Targeted donor complement blockade after brain death prevents delayed graft function in a nonhuman primate model of kidney transplantation

Delayed graft function (DGF) in renal transplant is associated with reduced graft survival and increased immunogenicity. The complement‐driven inflammatory response after brain death (BD) and posttransplant reperfusion injury play significant roles in the pathogenesis of DGF. In a nonhuman primate model, we tested complement‐blockade in BD donors to prevent DGF and improve graft survival. BD donors were maintained for 20 hours; kidneys were procured and stored at 4°C for 43‐48 hours prior to implantation into ABO‐compatible, nonsensitized, MHC‐mismatched recipients. Animals were divided into 3 donor‐treatment groups: G1 ‐ vehicle, G2 ‐ rhC1INH+heparin, and G3 ‐ heparin. G2 donors showed significant reduction in classical complement pathway activation and decreased levels of tumor necrosis factor α and monocyte chemoattractant protein 1. DGF was diagnosed in 4/6 (67%) G1 recipients, 3/3 (100%) G3 recipients, and 0/6 (0%) G2 recipients ( P  = .008). In addition, G2 recipients showed superior renal function, reduced sC5b‐9, and reduced urinary neutrophil gelatinase–associated lipocalin in the first week posttransplant. We observed no differences in incidence or severity of graft rejection between groups. Collectively, the data indicate that donor‐management targeting complement activation prevents the development of DGF. Our results suggest a pivotal role for complement activation in BD‐induced renal injury and postulate complement blockade as a promising strategy for the prevention of DGF after transplantation.
++++++++
- [Tasks to complete]:
1. Decide whether each statement below agrees with the abstract on kidney transplantation. Answer yes or no for each, and quote the abstract's deciding words.
(a) Kidneys were kept cold for 43 to 48 hours before being implanted.
(b) None of the recipients in the heparin-only group developed delayed graft function.
(c) The treatment groups differed in how severe graft rejection was.
2. According to the abstract on kidney transplantation, how long were the brain-dead donors maintained?
++++++++
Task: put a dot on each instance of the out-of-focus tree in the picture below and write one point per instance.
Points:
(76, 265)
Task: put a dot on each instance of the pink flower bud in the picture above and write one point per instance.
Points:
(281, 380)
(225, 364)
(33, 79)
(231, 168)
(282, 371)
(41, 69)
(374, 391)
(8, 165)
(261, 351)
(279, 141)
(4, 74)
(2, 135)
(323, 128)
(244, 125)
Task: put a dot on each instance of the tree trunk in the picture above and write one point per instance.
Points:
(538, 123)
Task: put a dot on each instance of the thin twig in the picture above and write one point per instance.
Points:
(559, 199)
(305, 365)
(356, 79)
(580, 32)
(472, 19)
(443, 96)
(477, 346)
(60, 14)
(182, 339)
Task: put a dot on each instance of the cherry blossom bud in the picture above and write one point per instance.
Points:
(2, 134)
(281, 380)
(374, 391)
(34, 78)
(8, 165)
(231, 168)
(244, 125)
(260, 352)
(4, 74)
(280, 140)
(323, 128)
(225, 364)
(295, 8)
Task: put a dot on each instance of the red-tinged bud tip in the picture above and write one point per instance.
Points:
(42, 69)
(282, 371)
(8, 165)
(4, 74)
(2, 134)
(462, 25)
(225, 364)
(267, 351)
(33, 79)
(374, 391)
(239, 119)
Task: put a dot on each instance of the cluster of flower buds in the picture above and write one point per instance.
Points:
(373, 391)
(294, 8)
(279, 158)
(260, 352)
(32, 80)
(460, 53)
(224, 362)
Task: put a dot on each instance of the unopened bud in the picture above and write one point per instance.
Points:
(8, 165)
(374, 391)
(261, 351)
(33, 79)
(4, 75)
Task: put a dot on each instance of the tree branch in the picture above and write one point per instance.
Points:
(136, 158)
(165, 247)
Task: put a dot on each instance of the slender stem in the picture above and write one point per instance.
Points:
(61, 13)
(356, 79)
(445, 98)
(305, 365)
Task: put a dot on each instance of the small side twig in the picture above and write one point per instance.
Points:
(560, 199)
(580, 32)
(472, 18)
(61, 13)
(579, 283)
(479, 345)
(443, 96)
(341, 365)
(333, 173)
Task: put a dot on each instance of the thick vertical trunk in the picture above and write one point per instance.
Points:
++++++++
- [Responses per task]:
1.
(a) Yes: "stored at 4°C for 43‐48 hours prior to implantation"
(b) No: "3/3 (100%) G3 recipients"
(c) No: "We observed no differences in incidence or severity of graft rejection between groups."

2. For 20 hours.